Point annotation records
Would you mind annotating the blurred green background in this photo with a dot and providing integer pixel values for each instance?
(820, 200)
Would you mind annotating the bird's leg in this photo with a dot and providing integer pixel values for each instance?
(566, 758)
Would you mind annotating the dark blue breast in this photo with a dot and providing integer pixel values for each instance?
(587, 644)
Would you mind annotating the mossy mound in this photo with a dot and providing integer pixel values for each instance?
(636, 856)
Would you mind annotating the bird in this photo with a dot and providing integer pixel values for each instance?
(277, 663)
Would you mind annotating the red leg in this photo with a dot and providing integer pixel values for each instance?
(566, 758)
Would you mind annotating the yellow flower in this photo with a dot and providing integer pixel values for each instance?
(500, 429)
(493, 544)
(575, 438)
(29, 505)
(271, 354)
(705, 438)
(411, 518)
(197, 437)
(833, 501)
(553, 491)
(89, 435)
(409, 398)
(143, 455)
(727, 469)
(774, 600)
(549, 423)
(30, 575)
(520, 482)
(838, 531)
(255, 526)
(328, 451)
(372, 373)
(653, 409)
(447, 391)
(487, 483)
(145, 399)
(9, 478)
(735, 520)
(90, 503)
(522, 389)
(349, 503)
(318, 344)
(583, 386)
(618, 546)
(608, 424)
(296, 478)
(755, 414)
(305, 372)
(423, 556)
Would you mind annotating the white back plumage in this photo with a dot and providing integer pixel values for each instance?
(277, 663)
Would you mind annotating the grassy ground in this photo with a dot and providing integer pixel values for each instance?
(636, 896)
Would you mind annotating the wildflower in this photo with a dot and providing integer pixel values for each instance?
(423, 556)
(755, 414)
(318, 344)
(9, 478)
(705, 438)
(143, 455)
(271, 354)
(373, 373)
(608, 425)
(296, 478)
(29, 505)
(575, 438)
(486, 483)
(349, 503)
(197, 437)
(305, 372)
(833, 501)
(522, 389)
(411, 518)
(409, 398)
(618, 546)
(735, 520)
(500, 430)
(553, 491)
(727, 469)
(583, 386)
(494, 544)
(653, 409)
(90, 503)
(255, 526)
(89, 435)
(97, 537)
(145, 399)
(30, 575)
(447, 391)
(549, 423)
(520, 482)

• _Exercise description_
Rewrite the material, replacing every occurrence of "in this photo" with "in this image" and leaving everything else untouched.

• _Task output_
Would you mind annotating the blurred green background in this image with a dot and providing integer pixel values for each instance?
(820, 200)
Would you mind annotating the bird's leg in this image with a dot and providing integer pixel values for each instance?
(566, 758)
Would you mind annotating the dark blue breast in this image with a dot and providing integer pixel values for each instance?
(587, 644)
Would you mind annotating the mossy mound in this image with a dot and providing integer pixel values for each instance?
(636, 856)
Would you mind annotating the bird in this image with a dot and providing integer pixel values for each instance?
(277, 663)
Would you mind annotating the red leg in this image with a dot and providing integer pixel values for each instance?
(566, 758)
Would you mind annotating the yellow flower in this image with a dot and providing integer pixel values for each instance?
(500, 429)
(493, 544)
(575, 438)
(29, 505)
(271, 354)
(705, 438)
(411, 518)
(197, 437)
(833, 501)
(553, 491)
(89, 435)
(409, 398)
(143, 455)
(727, 469)
(774, 600)
(549, 423)
(30, 575)
(520, 482)
(838, 531)
(255, 526)
(328, 451)
(372, 373)
(653, 409)
(447, 391)
(487, 483)
(145, 399)
(9, 478)
(735, 520)
(90, 503)
(522, 389)
(349, 503)
(318, 344)
(583, 386)
(618, 546)
(608, 424)
(296, 478)
(755, 414)
(305, 372)
(423, 556)
Would you mind annotating the white back plumage in this image with a dot and providing integer pixel values for each instance?
(277, 663)
Would you mind annotating the grassy ground in this image with a dot and providing integer pixel values for each instance?
(636, 896)
Would you mind annotating the wildflower in this image with a dot and providing integer pixel values for each instance?
(423, 556)
(755, 414)
(318, 344)
(9, 478)
(705, 438)
(143, 455)
(271, 354)
(373, 373)
(608, 425)
(296, 478)
(29, 505)
(575, 438)
(486, 483)
(349, 503)
(197, 437)
(305, 372)
(833, 501)
(522, 389)
(411, 518)
(409, 398)
(618, 546)
(735, 520)
(500, 430)
(553, 491)
(727, 469)
(583, 386)
(494, 544)
(653, 409)
(90, 503)
(255, 526)
(89, 435)
(97, 537)
(145, 399)
(30, 575)
(447, 391)
(549, 423)
(520, 482)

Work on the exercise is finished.